**Written problem**
List every line in the material below that contains the string "balloon".

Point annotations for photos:
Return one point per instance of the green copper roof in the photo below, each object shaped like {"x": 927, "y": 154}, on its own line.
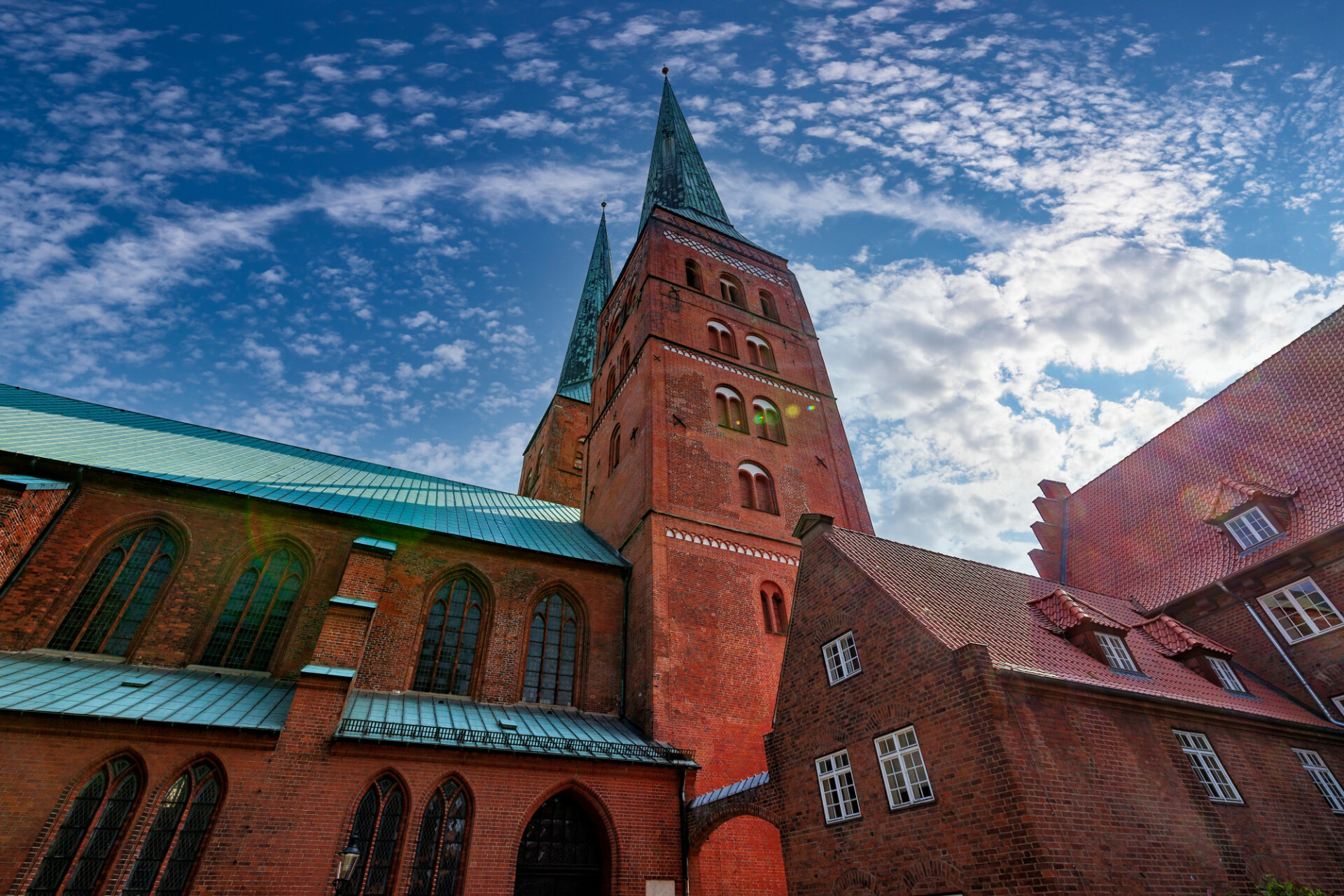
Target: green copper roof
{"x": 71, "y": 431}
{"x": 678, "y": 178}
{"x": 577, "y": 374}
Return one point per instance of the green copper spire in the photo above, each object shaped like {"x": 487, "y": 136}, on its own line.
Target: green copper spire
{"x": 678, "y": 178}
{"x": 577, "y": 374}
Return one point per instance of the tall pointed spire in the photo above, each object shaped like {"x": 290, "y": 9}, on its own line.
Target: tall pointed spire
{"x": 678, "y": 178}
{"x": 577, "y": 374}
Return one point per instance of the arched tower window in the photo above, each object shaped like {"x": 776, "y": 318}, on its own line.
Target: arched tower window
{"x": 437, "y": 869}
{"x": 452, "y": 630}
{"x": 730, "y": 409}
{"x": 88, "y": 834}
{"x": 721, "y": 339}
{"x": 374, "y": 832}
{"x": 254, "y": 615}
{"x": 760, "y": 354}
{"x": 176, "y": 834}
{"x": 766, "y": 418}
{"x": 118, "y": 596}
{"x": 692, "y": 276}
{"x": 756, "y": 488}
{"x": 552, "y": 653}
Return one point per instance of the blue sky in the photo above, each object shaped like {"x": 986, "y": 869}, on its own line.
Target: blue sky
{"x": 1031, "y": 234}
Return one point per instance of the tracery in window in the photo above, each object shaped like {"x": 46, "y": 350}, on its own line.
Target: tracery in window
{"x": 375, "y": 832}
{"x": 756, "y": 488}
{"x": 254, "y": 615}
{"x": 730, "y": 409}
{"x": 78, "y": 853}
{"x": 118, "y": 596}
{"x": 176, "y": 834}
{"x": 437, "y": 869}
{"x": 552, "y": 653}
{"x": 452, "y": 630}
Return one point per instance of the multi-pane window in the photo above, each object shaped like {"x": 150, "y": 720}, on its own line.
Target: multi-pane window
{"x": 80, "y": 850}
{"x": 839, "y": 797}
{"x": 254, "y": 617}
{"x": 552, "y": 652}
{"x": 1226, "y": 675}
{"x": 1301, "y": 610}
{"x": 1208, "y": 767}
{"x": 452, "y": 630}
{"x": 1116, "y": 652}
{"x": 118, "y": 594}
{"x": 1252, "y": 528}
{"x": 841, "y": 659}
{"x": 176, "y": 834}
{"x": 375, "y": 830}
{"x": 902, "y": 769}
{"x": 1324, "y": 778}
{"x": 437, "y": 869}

==

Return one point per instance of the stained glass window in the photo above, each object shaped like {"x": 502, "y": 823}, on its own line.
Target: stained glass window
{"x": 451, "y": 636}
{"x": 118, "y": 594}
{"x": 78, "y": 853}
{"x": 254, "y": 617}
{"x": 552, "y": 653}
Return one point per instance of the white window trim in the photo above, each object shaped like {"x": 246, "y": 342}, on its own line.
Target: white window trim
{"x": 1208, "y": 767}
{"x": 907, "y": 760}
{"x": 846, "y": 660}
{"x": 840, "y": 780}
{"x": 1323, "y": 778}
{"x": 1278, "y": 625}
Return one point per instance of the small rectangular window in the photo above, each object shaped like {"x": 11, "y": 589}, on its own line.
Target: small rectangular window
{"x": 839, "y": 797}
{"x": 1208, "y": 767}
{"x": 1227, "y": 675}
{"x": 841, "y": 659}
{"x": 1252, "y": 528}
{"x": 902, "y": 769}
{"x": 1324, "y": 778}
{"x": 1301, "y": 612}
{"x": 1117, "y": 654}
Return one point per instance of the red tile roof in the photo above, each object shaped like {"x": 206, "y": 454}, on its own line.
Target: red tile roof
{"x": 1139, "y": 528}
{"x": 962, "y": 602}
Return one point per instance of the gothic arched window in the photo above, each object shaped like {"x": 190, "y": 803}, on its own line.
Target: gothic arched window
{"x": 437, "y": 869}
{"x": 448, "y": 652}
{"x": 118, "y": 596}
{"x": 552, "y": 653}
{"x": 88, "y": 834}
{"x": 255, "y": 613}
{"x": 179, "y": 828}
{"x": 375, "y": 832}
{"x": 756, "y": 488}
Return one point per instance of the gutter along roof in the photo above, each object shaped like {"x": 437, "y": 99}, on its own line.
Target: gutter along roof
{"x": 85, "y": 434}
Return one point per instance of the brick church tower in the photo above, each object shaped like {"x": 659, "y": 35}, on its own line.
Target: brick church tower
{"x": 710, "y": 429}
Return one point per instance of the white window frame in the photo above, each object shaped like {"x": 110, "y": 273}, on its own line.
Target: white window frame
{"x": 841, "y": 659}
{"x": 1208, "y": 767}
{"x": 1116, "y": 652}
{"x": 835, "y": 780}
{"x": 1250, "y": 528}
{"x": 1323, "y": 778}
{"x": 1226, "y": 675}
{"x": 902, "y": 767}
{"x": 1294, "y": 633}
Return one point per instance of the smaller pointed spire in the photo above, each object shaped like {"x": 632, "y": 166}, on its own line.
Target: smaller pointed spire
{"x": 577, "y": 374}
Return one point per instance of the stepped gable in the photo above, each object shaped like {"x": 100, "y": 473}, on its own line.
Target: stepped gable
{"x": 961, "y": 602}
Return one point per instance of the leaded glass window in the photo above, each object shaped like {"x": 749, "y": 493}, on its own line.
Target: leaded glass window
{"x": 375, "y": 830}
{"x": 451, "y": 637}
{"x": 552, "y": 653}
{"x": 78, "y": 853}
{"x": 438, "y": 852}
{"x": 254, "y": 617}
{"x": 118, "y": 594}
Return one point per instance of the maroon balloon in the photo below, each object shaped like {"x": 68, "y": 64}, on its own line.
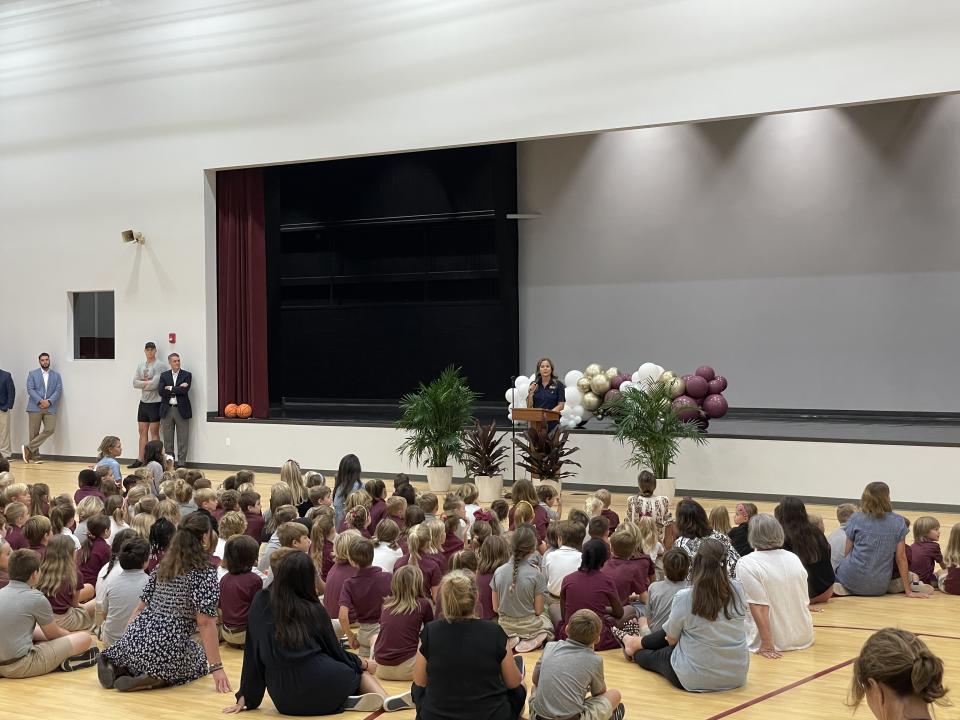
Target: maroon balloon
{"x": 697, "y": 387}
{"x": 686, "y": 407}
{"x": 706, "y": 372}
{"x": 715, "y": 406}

**Output for this exercise**
Return one point per instance of the maroon balloon in the photo below, each object shaped like {"x": 68, "y": 64}, on its own line.
Target: maroon balloon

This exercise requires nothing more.